Saved entries

───

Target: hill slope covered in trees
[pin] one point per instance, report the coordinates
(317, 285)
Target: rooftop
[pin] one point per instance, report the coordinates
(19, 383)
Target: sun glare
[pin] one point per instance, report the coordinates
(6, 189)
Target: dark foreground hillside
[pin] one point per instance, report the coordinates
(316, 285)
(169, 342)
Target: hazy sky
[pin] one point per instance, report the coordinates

───

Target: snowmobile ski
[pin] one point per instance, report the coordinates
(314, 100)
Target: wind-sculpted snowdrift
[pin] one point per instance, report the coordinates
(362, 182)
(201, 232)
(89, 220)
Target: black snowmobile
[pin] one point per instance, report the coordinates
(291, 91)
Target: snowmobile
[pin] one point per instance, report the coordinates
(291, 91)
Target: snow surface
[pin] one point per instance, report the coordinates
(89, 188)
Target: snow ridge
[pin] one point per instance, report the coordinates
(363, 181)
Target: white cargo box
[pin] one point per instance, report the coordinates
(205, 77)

───

_Task statement_
Which lines above contain the word "snowmobile"? Copy each of them, and treat case as significant.

_Answer to the problem_
Target: snowmobile ski
Target: black snowmobile
Target: snowmobile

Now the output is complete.